Work order:
The task here is to set down every line of the listing exactly.

_ _ _ _

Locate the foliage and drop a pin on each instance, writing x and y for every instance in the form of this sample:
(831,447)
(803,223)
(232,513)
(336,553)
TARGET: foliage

_ _ _ _

Output:
Locate the foliage and drop a pin on each instance, writing x and y for every instance in the form of this sample:
(831,447)
(803,223)
(232,513)
(336,553)
TARGET: foliage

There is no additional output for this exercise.